Collection entries

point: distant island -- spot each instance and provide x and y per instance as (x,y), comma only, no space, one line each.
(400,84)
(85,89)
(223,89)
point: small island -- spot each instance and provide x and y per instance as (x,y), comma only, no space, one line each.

*Activity:*
Each entry above, in full, should be output exactly as it reads.

*Output of the task:*
point: distant island -- spot each instance and provide x and y per instance as (x,y), comma only, no space, one line each.
(400,84)
(85,89)
(223,89)
point: small island -- spot each instance and provide x and y per instance as (x,y), comma only, no space, one line each.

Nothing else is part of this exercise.